* [ТЕКСТ ДЛЯ ЧТЕНИЯ]:
Так нужен ли был новой России этот «кадровый» литературный «борец за человека», уверявший Горького, что не менее его «верует в советскую молодежь и многого от нее ждет»?
Молодой москвич, авиаконструктор Саша Яковлев, взволнованный одобрением своего первого «настоящего» самолета УТ-2, в это время улыбался и смотрел в объектив фотографа, уткнувшего треногу аппарата в дерн Тушинского аэродрома.
А на плече Яковлева лежала рука стоящего сзади... Кого? По мнению Осоргина, «чудотворца с усами». А по мнению Саши, «товарища Сталина»... Старшего его товарища.
Американец Лорен Грэхэм тоже числил себя в гуманистах, как и Осоргин. Поэтому он печатно возмущался: мол, когда в конце 1920-х годов Сталин начал проводить политику ускоренной индустриализации, он-де совершенно игнорировал при этом вопросы здравоохранения и счел специалистов по общественной гигиене опасными оппонентами.

(Хранимые записи данных)
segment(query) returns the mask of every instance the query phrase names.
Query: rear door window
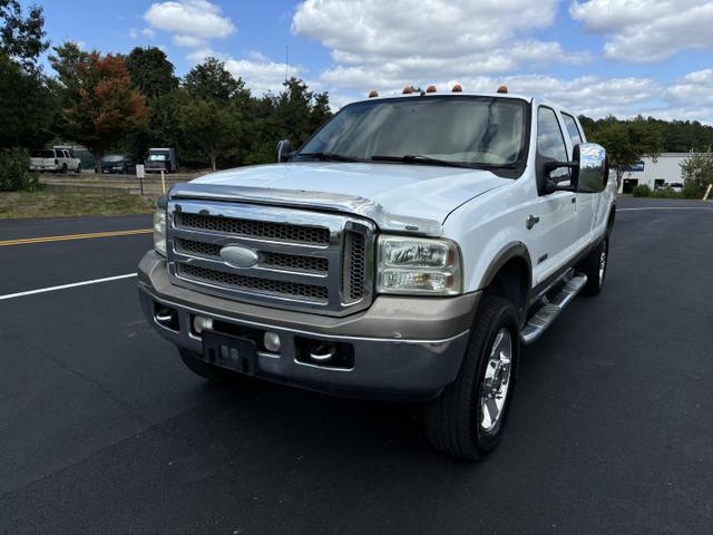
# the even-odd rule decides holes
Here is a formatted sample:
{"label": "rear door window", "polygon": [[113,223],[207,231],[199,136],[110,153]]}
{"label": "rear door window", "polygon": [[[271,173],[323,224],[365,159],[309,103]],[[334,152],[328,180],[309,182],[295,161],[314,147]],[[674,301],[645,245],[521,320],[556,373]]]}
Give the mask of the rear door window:
{"label": "rear door window", "polygon": [[[537,110],[537,152],[540,156],[557,162],[567,162],[567,145],[565,136],[559,127],[559,120],[555,115],[555,110],[540,106]],[[565,177],[569,175],[566,167],[560,167],[551,172],[553,178]]]}

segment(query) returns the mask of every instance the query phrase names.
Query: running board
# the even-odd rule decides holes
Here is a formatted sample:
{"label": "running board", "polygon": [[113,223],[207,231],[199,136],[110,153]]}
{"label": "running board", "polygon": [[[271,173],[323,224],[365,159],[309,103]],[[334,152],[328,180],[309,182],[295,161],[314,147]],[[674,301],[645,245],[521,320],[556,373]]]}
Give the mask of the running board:
{"label": "running board", "polygon": [[520,332],[522,343],[533,343],[541,337],[543,332],[551,325],[555,318],[557,318],[565,307],[575,299],[575,295],[579,293],[586,283],[587,275],[584,274],[578,274],[569,279],[551,301],[545,304],[535,313],[535,315],[527,320],[527,323]]}

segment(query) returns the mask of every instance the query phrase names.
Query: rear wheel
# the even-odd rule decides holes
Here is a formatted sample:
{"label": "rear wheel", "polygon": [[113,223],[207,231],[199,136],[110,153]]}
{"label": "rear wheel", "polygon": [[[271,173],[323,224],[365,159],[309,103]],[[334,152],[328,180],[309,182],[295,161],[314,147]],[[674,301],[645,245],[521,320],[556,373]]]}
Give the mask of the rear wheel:
{"label": "rear wheel", "polygon": [[604,278],[609,261],[609,236],[605,236],[599,244],[587,255],[577,271],[587,275],[587,283],[582,289],[585,295],[598,295],[604,288]]}
{"label": "rear wheel", "polygon": [[458,378],[424,408],[434,448],[477,460],[498,445],[515,391],[518,325],[512,303],[482,299]]}

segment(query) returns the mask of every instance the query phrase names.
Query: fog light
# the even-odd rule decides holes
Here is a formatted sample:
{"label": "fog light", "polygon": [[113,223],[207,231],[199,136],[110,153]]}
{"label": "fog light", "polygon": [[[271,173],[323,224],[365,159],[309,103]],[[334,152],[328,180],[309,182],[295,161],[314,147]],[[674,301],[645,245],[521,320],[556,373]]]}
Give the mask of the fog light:
{"label": "fog light", "polygon": [[267,351],[272,351],[276,353],[280,351],[280,334],[273,331],[266,331],[265,337],[263,338],[263,343],[265,344],[265,349]]}
{"label": "fog light", "polygon": [[196,315],[193,319],[193,330],[196,332],[196,334],[201,334],[204,329],[207,329],[207,330],[213,329],[213,319],[203,318],[202,315]]}

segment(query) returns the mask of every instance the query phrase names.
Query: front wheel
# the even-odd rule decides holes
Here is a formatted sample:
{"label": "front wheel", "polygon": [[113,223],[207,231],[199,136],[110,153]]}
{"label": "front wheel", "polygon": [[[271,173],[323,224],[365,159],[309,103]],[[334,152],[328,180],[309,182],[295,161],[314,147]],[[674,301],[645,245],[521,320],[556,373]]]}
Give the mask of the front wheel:
{"label": "front wheel", "polygon": [[502,436],[520,352],[519,323],[509,301],[484,296],[456,381],[424,408],[431,445],[477,460]]}

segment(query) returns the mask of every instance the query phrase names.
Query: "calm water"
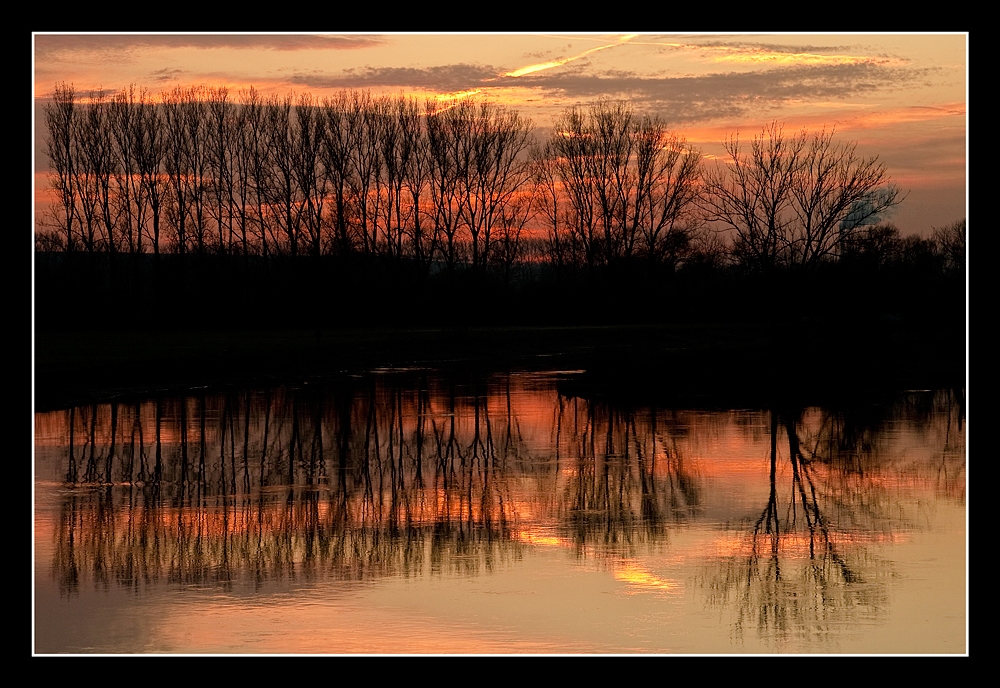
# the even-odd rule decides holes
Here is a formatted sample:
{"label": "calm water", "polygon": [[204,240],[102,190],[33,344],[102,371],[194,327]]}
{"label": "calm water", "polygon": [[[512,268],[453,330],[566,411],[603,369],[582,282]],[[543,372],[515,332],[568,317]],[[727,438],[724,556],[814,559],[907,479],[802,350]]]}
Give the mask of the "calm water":
{"label": "calm water", "polygon": [[966,652],[961,392],[705,410],[583,379],[37,414],[35,652]]}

* [ЧТО СДЕЛАТЬ]:
**a.** Перескажите текст для чтения в двух предложениях.
**b.** Как назывался первый «настоящий» самолет Яковлева, упомянутый в тексте для чтения?

* [ОТВЕТЫ]:
**a.** Молодой авиаконструктор Саша Яковлев, взволнованный одобрением своего первого «настоящего» самолета УТ-2, улыбался в объектив фотографа на Тушинском аэродроме, а на его плече лежала рука стоящего сзади человека: по мнению Осоргина, «чудотворца с усами», а по мнению Саши, «товарища Сталина». Американец Лорен Грэхэм, считавший себя гуманистом, печатно возмущался тем, что Сталин, начав в конце 1920-х годов ускоренную индустриализацию, игнорировал вопросы здравоохранения и счел специалистов по общественной гигиене опасными оппонентами.

**b.** УТ-2.